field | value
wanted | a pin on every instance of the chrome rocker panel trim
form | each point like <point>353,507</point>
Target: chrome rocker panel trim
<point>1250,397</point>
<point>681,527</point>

───

Rewrite the listing with "chrome rocker panel trim" changed to "side sill molding" wherever it occurs, keeping everything else the same.

Response to the task
field | value
wanted | a pin on every instance of the side sill molding
form | each point like <point>353,507</point>
Target: side sill molding
<point>1250,397</point>
<point>681,527</point>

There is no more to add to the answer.